**Challenge**
Copy these entries word for word.

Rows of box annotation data
-- begin --
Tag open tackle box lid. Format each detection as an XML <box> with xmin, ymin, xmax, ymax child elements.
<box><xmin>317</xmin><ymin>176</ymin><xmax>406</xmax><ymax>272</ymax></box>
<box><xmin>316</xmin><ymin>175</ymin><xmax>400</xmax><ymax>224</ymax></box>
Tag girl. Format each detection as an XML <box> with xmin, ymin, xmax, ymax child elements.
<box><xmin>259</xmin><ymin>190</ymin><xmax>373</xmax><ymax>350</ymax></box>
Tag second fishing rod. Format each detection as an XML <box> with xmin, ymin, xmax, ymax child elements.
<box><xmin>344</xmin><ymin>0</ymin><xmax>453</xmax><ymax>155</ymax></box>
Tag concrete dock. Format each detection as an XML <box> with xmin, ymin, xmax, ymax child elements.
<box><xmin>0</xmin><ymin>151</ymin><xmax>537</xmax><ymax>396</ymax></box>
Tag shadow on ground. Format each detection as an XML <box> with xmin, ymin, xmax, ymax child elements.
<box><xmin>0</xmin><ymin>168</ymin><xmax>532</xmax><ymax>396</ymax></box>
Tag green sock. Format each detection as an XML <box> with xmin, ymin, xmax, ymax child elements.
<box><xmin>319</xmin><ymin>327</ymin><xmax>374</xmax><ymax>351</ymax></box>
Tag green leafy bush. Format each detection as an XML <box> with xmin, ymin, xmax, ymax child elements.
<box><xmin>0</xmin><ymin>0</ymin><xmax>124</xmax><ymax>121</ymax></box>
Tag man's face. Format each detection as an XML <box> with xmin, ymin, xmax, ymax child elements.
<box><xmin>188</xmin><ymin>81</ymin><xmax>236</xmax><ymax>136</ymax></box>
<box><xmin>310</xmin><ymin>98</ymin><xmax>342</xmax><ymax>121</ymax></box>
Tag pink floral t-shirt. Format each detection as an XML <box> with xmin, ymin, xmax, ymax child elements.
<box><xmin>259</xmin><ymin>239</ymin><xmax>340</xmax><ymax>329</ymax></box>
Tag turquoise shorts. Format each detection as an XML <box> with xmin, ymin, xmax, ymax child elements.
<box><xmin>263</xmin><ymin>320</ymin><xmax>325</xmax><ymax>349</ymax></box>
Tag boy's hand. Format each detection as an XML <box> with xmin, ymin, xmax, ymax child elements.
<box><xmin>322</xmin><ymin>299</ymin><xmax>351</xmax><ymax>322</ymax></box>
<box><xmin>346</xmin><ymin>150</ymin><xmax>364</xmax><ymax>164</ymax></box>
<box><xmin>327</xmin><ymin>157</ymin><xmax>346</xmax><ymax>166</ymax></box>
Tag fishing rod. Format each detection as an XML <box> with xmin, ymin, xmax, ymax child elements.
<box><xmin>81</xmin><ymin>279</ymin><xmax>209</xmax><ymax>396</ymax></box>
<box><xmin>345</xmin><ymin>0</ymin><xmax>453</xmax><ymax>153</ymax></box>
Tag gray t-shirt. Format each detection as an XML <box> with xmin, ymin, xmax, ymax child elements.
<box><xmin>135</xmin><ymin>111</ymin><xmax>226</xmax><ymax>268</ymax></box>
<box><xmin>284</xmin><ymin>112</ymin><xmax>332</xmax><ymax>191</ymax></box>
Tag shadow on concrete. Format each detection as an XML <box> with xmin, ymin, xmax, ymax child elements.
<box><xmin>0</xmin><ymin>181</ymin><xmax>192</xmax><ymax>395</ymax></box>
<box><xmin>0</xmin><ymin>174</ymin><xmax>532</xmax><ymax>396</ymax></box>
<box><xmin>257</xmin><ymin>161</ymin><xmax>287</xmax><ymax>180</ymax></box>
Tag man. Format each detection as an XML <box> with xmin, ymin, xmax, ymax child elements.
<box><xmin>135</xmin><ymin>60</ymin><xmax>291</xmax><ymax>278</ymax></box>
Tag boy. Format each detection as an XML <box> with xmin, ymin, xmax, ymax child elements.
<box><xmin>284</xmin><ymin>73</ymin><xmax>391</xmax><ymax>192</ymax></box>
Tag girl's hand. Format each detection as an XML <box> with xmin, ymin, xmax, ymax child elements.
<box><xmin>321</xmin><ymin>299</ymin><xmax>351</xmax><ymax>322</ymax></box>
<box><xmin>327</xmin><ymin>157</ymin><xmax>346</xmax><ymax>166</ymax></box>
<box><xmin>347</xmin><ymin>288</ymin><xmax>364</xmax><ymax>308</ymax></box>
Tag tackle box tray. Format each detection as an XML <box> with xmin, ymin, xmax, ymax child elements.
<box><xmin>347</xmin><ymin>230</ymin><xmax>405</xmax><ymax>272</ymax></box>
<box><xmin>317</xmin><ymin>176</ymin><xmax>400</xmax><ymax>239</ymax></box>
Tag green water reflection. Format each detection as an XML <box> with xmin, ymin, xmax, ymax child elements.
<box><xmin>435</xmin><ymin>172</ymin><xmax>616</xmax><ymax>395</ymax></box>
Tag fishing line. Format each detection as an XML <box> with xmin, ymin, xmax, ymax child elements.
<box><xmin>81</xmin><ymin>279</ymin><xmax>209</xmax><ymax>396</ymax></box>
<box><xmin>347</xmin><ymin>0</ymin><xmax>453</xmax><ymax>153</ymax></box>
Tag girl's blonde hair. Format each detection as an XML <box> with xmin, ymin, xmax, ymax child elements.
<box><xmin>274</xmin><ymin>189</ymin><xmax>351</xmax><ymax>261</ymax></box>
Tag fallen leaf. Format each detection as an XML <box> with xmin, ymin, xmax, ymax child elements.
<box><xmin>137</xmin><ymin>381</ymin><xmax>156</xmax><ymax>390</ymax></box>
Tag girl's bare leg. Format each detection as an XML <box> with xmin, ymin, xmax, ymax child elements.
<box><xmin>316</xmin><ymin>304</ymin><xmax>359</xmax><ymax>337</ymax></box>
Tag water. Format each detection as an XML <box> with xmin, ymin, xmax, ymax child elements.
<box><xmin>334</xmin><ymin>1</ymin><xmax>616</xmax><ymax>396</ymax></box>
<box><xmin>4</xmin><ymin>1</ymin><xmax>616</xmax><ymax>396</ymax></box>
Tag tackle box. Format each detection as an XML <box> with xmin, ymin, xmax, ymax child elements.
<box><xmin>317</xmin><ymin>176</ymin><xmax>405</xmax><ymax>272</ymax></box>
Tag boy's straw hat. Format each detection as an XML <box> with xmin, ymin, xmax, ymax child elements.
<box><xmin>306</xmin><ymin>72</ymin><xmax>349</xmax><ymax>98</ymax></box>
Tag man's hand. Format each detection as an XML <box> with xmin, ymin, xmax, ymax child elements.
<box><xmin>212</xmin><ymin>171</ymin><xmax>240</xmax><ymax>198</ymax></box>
-- end --
**Problem solution**
Tag open tackle box lid. Format each detection as an XML <box> with xmin, ymin, xmax, ymax child elements.
<box><xmin>317</xmin><ymin>176</ymin><xmax>406</xmax><ymax>272</ymax></box>
<box><xmin>316</xmin><ymin>175</ymin><xmax>400</xmax><ymax>224</ymax></box>
Tag girl. Format each detection as an XML <box> with xmin, ymin, xmax, ymax child elements.
<box><xmin>259</xmin><ymin>190</ymin><xmax>373</xmax><ymax>350</ymax></box>
Tag second fishing rod. Format each detection as an XML <box> with xmin, ymin, xmax, ymax child elements.
<box><xmin>344</xmin><ymin>0</ymin><xmax>453</xmax><ymax>155</ymax></box>
Tag concrete dock. Format each detection as an XML <box> with xmin, ymin, xmax, ymax child elements.
<box><xmin>0</xmin><ymin>151</ymin><xmax>537</xmax><ymax>396</ymax></box>
Tag shadow on ground. Format each detection as an XML <box> with xmin, ymin, xmax, ymax child elements.
<box><xmin>0</xmin><ymin>168</ymin><xmax>532</xmax><ymax>396</ymax></box>
Tag green sock. Format each detection as an XML <box> with xmin, ymin, xmax, ymax child elements.
<box><xmin>319</xmin><ymin>327</ymin><xmax>374</xmax><ymax>351</ymax></box>
Tag green leafy bush. Format each detection as an XML <box> with xmin, ymin, xmax, ymax child elements.
<box><xmin>0</xmin><ymin>0</ymin><xmax>124</xmax><ymax>121</ymax></box>
Tag man's face. Format each detection as an XML <box> with xmin, ymin, xmax, ymax child elements.
<box><xmin>188</xmin><ymin>81</ymin><xmax>236</xmax><ymax>136</ymax></box>
<box><xmin>310</xmin><ymin>98</ymin><xmax>342</xmax><ymax>121</ymax></box>
Tag pink floral t-shirt. Format each detection as an XML <box> with xmin, ymin, xmax, ymax child elements.
<box><xmin>259</xmin><ymin>239</ymin><xmax>340</xmax><ymax>329</ymax></box>
Tag turquoise shorts. Format each detection as an XML <box> with xmin, ymin, xmax, ymax child elements.
<box><xmin>263</xmin><ymin>320</ymin><xmax>325</xmax><ymax>349</ymax></box>
Tag boy's hand. Format each detection as an XML <box> with xmin, ymin, xmax, ymax child elements.
<box><xmin>322</xmin><ymin>299</ymin><xmax>351</xmax><ymax>322</ymax></box>
<box><xmin>346</xmin><ymin>150</ymin><xmax>364</xmax><ymax>164</ymax></box>
<box><xmin>327</xmin><ymin>157</ymin><xmax>346</xmax><ymax>166</ymax></box>
Tag fishing rod. Format each detection as an XML <box> with xmin, ymin, xmax, ymax child elements.
<box><xmin>81</xmin><ymin>279</ymin><xmax>209</xmax><ymax>396</ymax></box>
<box><xmin>345</xmin><ymin>0</ymin><xmax>453</xmax><ymax>153</ymax></box>
Tag gray t-shirt. Format each detection as an XML <box> with xmin, ymin, xmax, ymax child elements.
<box><xmin>135</xmin><ymin>111</ymin><xmax>226</xmax><ymax>268</ymax></box>
<box><xmin>284</xmin><ymin>112</ymin><xmax>332</xmax><ymax>191</ymax></box>
Tag shadow on concrete. Format each detection as an XML <box> with xmin, ymin, xmax, ymax child elements.
<box><xmin>0</xmin><ymin>181</ymin><xmax>192</xmax><ymax>395</ymax></box>
<box><xmin>0</xmin><ymin>174</ymin><xmax>532</xmax><ymax>396</ymax></box>
<box><xmin>257</xmin><ymin>161</ymin><xmax>287</xmax><ymax>180</ymax></box>
Tag man. Format each detection as an XML <box> with xmin, ymin, xmax, ymax child elements.
<box><xmin>135</xmin><ymin>60</ymin><xmax>291</xmax><ymax>278</ymax></box>
Tag boy. Format each detection as an XML <box> with xmin, ymin, xmax, ymax child elements.
<box><xmin>284</xmin><ymin>73</ymin><xmax>391</xmax><ymax>192</ymax></box>
Tag girl's hand. Format each detection as an XML <box> with xmin, ymin, xmax, ymax child elements.
<box><xmin>321</xmin><ymin>299</ymin><xmax>351</xmax><ymax>322</ymax></box>
<box><xmin>327</xmin><ymin>157</ymin><xmax>346</xmax><ymax>166</ymax></box>
<box><xmin>347</xmin><ymin>288</ymin><xmax>364</xmax><ymax>308</ymax></box>
Tag tackle box tray. Format each detection as an XML <box> with xmin, ymin, xmax, ymax child elements.
<box><xmin>347</xmin><ymin>230</ymin><xmax>405</xmax><ymax>272</ymax></box>
<box><xmin>317</xmin><ymin>176</ymin><xmax>400</xmax><ymax>239</ymax></box>
Tag green water reflection. Format each detection as an XML <box> with xmin, ymin, xmax, ymax child elements.
<box><xmin>435</xmin><ymin>172</ymin><xmax>616</xmax><ymax>395</ymax></box>
Tag fishing line. Format each detection as an XML <box> with xmin, ymin, xmax, ymax child elements.
<box><xmin>81</xmin><ymin>279</ymin><xmax>209</xmax><ymax>396</ymax></box>
<box><xmin>347</xmin><ymin>0</ymin><xmax>453</xmax><ymax>153</ymax></box>
Tag girl's blonde hair. Format each detection as an XML <box> with xmin, ymin, xmax, ymax child elements.
<box><xmin>274</xmin><ymin>189</ymin><xmax>351</xmax><ymax>261</ymax></box>
Tag fallen leaf. Format each detection as an XML <box> with xmin, ymin, xmax, ymax child elements.
<box><xmin>137</xmin><ymin>381</ymin><xmax>156</xmax><ymax>390</ymax></box>
Tag girl's bare leg. Format each detection as an XML <box> with xmin, ymin, xmax, ymax child elements.
<box><xmin>316</xmin><ymin>304</ymin><xmax>359</xmax><ymax>337</ymax></box>
Tag water. Format each detection as an XML <box> with xmin, ymin, xmax, ymax child elements.
<box><xmin>334</xmin><ymin>1</ymin><xmax>616</xmax><ymax>396</ymax></box>
<box><xmin>4</xmin><ymin>1</ymin><xmax>616</xmax><ymax>396</ymax></box>
Tag tackle box. Format each detection as an XML <box> with xmin, ymin, xmax, ymax child elements.
<box><xmin>317</xmin><ymin>176</ymin><xmax>405</xmax><ymax>272</ymax></box>
Tag boy's straw hat. Format each detection as an XML <box> with xmin, ymin, xmax, ymax child elements.
<box><xmin>306</xmin><ymin>72</ymin><xmax>349</xmax><ymax>98</ymax></box>
Tag man's hand. Format each detection as an XML <box> with xmin, ymin, xmax, ymax child elements.
<box><xmin>212</xmin><ymin>171</ymin><xmax>240</xmax><ymax>198</ymax></box>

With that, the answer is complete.